* [DÉFIS]
a – Dans la critique de Cowboy Bebop, recopiez à l'identique le passage qui commence aux mots « C’est d’autant plus » et s'arrête après « pour le meilleur. ».
b – D'après la critique de Cowboy Bebop, pourquoi « Pierrot le Fou » s'impose-t-il comme le plus impressionnant tour de force de la série ? Répondez en une à trois phrases.

* [EXTRAIT À LIRE]

■ ■ ■ ■ ■

Surtout que quelques années plus tard, les studios Sunrise accouchait d’une autre petite bombe : Samurai Champloo. Plus familier de l’errance délirante de son trio foutraque, le coup de cœur en bonne et due forme qu’incarnait cette production détonante n’augurait que du bon en ce qui concerne le potentiel de son ainée - elle qui fut tant acclamée, au point de garder la mainmise sur les têtes de classements de tout ordre.


Non pas qu’il s’agisse de les faire ferrailler, mais la comparaison n’est pas inintéressante : car en découvrant les titres emblématiques de chez Sunrise à « contre-courant », ce process favorise un regard plausiblement différent des fans de la première heure - là où Cowboy Bebop domine largement les débats. Bref, tout ceci pour dire que ce dernier mérite à n’en pas douter ses louanges, mais force est de constater que son « digne » successeur souligne nettement ses faiblesses : il n’est alors pas question d’une défaillance technique, de trous d’airs scénaristiques et autres fautes de mauvais goûts, non, rien de rédhibitoire au demeurant.


Néanmoins, tout de même : quid du fil rouge ? Si Cowboy Bebop ébauche ci et là des personnalités, parcours et backgrounds des plus passionnants, on ne peut que regretter que la structure narrative de la série privilégie une telle succession de sous-intrigues sans liens directs. Il subsiste bien quelques connexions lointaines, des ponts inespérés et autres déductions logiques, mais la série phare de Shinichirô Watanabe échoue à nous tenir en haleine sur la durée - chose que faisait ces fous furieux de Mugen et compagnie au moyen d’une trame simple mais diablement efficace.


C’est d’autant plus regrettable que ce mash-up de références, entremêlées avec la manière dans un superbe linceul de science-fiction, avait les armes pour voir les choses en grand : pris indépendamment, les « sessions » du show sont naturellement inégales, encore qu’aucune d’entre elles ne s’apparente à une erreur de parcours, car il en ressort très nettement une impression d’excellence - relativement diffuse par voie de conséquence. À titre d’exemples, « Asteroid Blues » ouvrait le bal d’une bien belle manière, sa résolution désenchantée tranchant d’emblée avec l’insouciance ambiante supputée ; « Pierrot le Fou » s’impose quant à lui comme le plus impressionnant tour de force de la série, celle-ci s’arrogeant en l’état un ton nettement plus sombre qu’à l’accoutumée, ainsi qu’une maestria visuelle liant épique et tension pour le meilleur.


Il faut toutefois bien convenir que le fond ne manque pas d’esprit ni d’idées, celui-ci nous présentant un duo de figures charismatiques se muant, peu à peu et inopinément, en un quatuor improbable : par leur biais, Cowboy Bebop déroule alors sans coup férir une myriade de clins d’œil, atmosphère bigarrées et, finalement, un récit lorgnant du côté de l’anticipation pas si invraisemblable que cela. Par ailleurs, bien plus méritant encore est sa représentation des genres, démontrant d’une « ouverture d’esprit » aucunement formatée, pour ne pas dire carrément en avance sur son temps.

■ ■ ■ ■ ■

* [DONNÉES FOURNIES]
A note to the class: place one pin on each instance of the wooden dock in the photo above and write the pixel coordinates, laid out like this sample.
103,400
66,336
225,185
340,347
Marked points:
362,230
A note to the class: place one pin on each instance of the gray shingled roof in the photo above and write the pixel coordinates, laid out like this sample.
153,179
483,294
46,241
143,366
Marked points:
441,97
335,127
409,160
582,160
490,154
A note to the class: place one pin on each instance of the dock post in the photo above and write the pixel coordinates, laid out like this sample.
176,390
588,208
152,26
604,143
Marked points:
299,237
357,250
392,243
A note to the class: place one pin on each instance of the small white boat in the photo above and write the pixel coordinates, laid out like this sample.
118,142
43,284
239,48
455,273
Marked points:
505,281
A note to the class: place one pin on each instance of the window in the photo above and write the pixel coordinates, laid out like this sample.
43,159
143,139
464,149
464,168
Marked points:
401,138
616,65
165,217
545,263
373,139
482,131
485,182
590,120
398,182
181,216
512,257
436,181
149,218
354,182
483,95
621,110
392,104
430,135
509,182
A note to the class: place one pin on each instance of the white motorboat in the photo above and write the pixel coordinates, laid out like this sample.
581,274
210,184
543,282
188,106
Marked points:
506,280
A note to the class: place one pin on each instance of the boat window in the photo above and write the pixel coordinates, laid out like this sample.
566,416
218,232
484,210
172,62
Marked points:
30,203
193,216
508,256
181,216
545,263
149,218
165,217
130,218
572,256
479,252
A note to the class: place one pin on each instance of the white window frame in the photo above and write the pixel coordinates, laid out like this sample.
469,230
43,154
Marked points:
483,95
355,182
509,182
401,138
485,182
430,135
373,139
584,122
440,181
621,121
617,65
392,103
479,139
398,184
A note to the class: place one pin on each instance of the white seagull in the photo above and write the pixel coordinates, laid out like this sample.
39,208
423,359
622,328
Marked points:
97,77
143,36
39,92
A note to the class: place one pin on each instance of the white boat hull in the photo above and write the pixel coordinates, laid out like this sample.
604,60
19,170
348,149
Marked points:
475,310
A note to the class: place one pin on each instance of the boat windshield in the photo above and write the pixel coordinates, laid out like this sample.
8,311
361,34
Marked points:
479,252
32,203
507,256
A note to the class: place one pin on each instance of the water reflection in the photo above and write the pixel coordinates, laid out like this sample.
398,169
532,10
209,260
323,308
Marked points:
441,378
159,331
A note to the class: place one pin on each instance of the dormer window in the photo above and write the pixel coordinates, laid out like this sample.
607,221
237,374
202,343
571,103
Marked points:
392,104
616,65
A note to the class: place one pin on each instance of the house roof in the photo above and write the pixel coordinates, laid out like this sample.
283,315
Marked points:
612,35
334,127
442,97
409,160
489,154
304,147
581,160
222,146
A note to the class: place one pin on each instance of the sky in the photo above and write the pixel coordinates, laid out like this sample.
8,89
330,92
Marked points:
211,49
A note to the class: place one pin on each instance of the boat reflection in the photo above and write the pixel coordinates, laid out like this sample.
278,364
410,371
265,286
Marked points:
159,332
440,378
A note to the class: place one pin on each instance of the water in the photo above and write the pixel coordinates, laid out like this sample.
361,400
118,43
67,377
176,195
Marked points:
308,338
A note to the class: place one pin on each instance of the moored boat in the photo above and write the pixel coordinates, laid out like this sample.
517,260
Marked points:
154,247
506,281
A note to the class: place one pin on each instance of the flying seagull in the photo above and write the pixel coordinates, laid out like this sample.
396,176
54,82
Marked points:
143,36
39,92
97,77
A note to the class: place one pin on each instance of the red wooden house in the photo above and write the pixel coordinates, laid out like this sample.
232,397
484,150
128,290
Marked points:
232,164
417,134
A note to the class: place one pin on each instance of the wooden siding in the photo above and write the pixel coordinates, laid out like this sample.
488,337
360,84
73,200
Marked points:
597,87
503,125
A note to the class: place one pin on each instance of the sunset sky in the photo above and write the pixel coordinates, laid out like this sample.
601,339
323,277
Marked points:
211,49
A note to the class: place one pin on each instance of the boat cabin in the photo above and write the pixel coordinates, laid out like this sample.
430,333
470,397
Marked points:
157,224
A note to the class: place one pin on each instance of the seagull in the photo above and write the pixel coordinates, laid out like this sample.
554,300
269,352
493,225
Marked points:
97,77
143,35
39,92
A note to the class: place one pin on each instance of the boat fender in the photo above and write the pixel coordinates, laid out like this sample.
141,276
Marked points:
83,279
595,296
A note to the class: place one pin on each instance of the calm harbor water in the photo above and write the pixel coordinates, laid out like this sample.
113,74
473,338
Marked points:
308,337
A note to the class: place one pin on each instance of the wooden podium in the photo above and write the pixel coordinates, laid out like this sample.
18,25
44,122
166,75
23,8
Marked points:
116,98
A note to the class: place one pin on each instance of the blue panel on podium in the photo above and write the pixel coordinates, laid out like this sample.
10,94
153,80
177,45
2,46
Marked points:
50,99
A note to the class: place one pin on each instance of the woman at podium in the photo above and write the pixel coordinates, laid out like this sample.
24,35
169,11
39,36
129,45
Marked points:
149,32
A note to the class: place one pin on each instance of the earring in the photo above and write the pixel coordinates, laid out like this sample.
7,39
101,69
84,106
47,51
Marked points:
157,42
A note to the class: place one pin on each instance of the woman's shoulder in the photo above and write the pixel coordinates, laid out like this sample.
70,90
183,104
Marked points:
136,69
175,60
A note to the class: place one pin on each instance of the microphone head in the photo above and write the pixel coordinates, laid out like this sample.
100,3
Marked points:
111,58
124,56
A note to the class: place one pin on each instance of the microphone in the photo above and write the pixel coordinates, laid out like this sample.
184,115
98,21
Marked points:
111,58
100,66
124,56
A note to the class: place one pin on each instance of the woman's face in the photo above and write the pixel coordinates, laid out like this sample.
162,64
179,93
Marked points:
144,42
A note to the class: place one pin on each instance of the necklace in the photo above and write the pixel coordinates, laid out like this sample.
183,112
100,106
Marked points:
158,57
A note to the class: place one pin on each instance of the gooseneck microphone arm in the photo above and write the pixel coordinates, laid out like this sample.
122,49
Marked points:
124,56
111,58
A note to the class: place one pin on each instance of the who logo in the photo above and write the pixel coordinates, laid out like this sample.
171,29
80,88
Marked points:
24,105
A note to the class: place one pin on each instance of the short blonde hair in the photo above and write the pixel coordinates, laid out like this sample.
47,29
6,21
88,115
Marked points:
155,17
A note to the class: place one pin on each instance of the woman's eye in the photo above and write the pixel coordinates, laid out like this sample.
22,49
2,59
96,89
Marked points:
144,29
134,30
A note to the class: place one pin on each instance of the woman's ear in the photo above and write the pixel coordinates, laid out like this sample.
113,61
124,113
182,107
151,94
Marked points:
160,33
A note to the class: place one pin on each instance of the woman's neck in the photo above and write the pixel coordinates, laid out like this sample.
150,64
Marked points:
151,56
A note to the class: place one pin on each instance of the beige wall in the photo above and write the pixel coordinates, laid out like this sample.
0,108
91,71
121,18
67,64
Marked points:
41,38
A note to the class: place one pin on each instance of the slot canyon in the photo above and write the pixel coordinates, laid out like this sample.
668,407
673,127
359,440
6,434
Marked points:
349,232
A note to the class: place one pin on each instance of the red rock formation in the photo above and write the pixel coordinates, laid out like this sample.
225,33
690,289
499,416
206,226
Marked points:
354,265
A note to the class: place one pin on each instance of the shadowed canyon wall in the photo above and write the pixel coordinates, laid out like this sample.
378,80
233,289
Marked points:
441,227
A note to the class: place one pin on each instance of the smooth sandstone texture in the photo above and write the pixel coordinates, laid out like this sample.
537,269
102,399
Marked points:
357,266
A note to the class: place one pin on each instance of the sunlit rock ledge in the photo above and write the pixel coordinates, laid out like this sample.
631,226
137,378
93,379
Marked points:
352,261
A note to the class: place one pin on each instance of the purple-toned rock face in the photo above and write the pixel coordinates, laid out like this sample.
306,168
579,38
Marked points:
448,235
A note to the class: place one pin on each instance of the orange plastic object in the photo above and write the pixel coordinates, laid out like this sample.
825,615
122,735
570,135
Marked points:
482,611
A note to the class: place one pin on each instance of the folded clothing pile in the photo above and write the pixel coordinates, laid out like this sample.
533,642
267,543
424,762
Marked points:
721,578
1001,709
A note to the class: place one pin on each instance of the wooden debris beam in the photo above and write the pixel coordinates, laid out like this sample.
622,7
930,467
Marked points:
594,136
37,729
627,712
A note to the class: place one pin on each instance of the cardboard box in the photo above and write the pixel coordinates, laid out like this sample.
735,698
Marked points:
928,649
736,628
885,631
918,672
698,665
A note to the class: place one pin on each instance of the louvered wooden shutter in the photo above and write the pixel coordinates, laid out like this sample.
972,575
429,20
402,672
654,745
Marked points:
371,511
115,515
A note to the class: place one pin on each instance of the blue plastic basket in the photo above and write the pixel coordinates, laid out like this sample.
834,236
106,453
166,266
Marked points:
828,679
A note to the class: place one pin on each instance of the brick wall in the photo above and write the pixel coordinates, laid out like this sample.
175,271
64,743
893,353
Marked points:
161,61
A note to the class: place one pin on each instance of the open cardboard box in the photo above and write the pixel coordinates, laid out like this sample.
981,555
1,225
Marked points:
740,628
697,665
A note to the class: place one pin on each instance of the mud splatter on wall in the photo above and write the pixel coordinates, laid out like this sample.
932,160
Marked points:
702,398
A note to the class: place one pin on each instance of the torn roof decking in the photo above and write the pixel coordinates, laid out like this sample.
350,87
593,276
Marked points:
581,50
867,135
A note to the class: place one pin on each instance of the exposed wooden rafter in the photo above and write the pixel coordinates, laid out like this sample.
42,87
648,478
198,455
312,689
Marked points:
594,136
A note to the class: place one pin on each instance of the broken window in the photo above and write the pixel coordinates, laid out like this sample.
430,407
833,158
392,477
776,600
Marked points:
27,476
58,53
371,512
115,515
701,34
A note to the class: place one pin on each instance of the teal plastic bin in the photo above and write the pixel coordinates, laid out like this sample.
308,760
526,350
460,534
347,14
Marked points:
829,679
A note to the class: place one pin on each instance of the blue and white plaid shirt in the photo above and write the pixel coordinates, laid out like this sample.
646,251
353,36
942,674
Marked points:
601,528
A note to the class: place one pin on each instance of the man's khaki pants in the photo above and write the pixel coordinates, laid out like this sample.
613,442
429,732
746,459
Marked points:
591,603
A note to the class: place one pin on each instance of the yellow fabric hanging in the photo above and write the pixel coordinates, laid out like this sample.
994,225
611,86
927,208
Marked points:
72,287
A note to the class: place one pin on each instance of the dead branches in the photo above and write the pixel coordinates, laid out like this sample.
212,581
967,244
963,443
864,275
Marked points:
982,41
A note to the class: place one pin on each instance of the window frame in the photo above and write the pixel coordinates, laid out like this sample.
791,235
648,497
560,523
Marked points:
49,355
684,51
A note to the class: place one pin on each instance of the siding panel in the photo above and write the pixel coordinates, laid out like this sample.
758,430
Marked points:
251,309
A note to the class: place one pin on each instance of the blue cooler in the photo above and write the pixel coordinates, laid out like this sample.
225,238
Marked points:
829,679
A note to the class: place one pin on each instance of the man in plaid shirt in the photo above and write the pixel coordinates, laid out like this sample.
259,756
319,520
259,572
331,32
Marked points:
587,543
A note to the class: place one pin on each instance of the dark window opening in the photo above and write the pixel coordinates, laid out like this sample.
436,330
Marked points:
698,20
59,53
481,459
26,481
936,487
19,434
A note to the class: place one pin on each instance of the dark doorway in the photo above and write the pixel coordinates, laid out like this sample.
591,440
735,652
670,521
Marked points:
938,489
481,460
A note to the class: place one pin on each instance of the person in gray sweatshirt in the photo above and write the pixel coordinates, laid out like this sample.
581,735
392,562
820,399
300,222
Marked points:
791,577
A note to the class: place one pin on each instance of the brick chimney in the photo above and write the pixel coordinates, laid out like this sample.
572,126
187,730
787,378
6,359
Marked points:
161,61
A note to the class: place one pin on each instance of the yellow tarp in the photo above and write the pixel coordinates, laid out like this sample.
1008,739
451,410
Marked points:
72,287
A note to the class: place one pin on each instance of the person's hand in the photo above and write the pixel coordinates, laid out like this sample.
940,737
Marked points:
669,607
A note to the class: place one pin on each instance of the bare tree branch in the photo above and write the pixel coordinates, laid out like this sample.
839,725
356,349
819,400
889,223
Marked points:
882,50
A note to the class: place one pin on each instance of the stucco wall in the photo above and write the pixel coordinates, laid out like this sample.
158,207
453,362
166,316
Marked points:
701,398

■ ■ ■ ■ ■

* [SOLUTIONS DANS L'ORDRE]
a –
C’est d’autant plus regrettable que ce mash-up de références, entremêlées avec la manière dans un superbe linceul de science-fiction, avait les armes pour voir les choses en grand : pris indépendamment, les « sessions » du show sont naturellement inégales, encore qu’aucune d’entre elles ne s’apparente à une erreur de parcours, car il en ressort très nettement une impression d’excellence - relativement diffuse par voie de conséquence. À titre d’exemples, « Asteroid Blues » ouvrait le bal d’une bien belle manière, sa résolution désenchantée tranchant d’emblée avec l’insouciance ambiante supputée ; « Pierrot le Fou » s’impose quant à lui comme le plus impressionnant tour de force de la série, celle-ci s’arrogeant en l’état un ton nettement plus sombre qu’à l’accoutumée, ainsi qu’une maestria visuelle liant épique et tension pour le meilleur.

b – « Pierrot le Fou » adopte un ton nettement plus sombre qu'à l'accoutumée. Il déploie aussi une maestria visuelle qui lie l'épique et la tension.